◆ Complétez ce qui suit:
• a. Pouvez-vous recopier mot pour mot le passage de l'article sur la crise en RDC qui va de « En fixant les » jusqu'à « blogue de AfrikArabia. » inclus ?
• b. Comment l'article sur la crise en RDC se poursuivrait-il après sa dernière phrase ? Rédigez-en la suite.

◆ Texte fourni:
--------------------------------

Crise en RDC : l’opposition en quête de stratégie

En fixant les prochaines élections au 23 décembre 2018, la Commission électorale congolaise (CENI) a réussi pour la seconde fois le tour de force de reculer les échanges électorales, tout en ménageant la communauté internationale et en laissant l’opposition politique déboussolée.

Tiré du blogue de AfrikArabia.

Le président Joseph Kabila peut être satisfait. La publication tant attendue du calendrier électoral a atteint son objectif : faire baisser la pression internationale sur la crise congolaise et octroyer un an de pouvoir supplémentaire au président congolais. Une année de plus, qui devrait lui laisser amplement le temps de manoeuvrer pour reculer de nouveau les élections et se maintenir au pouvoir, alors que son dernier mandat a expiré depuis le 19 décembre 2016. Pour en arriver là, le stratagème était pourtant simple : faire fuite dans la presse l’impossibilité d’organiser la présidentielle avant la fin 2019, pour ensuite annoncer des élections en décembre 2018, faisant croire ainsi à la bonne volonté des autorités congolaises d’aller au plus vite. Cette manoeuvre ne laissait d’autre choix à la communauté internationale que de valider ce nouveau report, alors que les Etats-unis et l’Union européenne pressent le président Kabila d’organiser le plus rapidement possible l’alternance politique en République démocratique du Congo (RDC).

--------------------------------

◆ Données fournies:
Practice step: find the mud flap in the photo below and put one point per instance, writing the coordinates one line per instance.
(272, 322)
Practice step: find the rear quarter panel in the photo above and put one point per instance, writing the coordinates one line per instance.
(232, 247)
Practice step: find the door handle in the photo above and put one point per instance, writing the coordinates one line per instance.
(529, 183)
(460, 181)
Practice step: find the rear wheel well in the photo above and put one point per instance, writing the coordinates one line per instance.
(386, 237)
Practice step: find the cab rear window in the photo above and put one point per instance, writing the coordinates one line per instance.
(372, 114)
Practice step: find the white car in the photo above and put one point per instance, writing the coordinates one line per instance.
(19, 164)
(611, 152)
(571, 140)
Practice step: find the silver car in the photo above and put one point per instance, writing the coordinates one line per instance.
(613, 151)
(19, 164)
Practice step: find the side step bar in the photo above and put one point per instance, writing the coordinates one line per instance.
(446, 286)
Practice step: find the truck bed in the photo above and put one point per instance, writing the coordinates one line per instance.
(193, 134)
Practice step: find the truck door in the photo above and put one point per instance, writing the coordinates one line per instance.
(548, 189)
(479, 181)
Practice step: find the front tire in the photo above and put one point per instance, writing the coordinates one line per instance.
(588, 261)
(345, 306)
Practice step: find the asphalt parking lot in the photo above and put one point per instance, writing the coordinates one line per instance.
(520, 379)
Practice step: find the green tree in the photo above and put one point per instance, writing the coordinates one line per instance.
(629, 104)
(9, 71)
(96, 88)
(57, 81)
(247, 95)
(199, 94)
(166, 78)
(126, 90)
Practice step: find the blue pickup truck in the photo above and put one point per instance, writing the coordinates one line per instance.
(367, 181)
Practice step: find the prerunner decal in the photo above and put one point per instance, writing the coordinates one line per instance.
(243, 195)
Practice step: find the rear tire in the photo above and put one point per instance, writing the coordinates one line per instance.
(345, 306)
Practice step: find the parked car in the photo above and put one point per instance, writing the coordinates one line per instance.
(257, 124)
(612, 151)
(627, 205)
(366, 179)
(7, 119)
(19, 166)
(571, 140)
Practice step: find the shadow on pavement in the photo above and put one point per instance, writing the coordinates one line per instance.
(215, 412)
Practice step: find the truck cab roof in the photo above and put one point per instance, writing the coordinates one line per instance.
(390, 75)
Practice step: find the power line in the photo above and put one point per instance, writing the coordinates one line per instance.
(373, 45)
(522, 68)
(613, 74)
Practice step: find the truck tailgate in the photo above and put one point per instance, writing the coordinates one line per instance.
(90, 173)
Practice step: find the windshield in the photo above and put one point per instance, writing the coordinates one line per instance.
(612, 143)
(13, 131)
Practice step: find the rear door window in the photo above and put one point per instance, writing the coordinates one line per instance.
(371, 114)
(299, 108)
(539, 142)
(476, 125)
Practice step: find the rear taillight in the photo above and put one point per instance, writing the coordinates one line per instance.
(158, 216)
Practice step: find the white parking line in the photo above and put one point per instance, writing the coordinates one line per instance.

--------------------------------

◆ Réponses aux exercices:
• a.
En fixant les prochaines élections au 23 décembre 2018, la Commission électorale congolaise (CENI) a réussi pour la seconde fois le tour de force de reculer les échanges électorales, tout en ménageant la communauté internationale et en laissant l’opposition politique déboussolée.

Tiré du blogue de AfrikArabia.

• b.
Le piège s’est donc refermé sur l’opposition politique congolaise qui réclame le départ de Joseph Kabila et des élections au plus tard mi-2018. Une opposition qui ne peut plus compter sur la communauté internationale pour accélérer le mouvement et se retrouve bien seul face à une majorité présidentielle qui ne semble pas disposée à quitter le pouvoir. En offrant une année de répit à Joseph Kabila, la communauté internationale met l’opposition congolaise en difficulté. Car la principale revendication des opposants au chef de l’Etat est d’organiser « une transition sans Kabila » et ce, dès le 1er janvier 2018. En acceptant le nouveau calendrier électoral voulu par la majorité présidentielle, la communauté internationale laisse une opposition bien désemparée.

Répression et bal des égo handicapent l’opposition

L’opposition cherche donc une nouvelle stratégie pour contrer les stratagèmes du chef de l’Etat pour s’accrocher au pouvoir. Et la marge de manoeuvre est étroite. Pour faire partir Joseph Kabila avant le 1er janvier 2018, l’opposition ne pourra donc pas compter sur la communauté internationale qui a validé le nouveau glissement du calendrier électoral. Reste donc la rue pour forcer le président congolais à quitter le pouvoir. Mais depuis maintenant plusieurs mois, l’opposition peine à mobiliser à chacune de ses manifestations ou opérations « ville morte ». Il y a trois raisons à cela.

Premièrement, la répression policière, qui s’accentue en RDC à mesure que le pays s’enfonce dans la crise. Les manifestations sont toutes interdites et réprimés dans le sang s’il le faut. Les arrestations arbitrairement d’opposants se multiplient à chaque mobilisation populaire et les médias proches de l’opposition sont systématiquement muselés. Deuxièmement, il y a « le bal des égo » des politiques qui divise et fractionne chaque jour un peu plus l’opposition à mesure que le pouvoir réussi à débaucher des opposants pour « dialoguer » ou partager le pouvoir.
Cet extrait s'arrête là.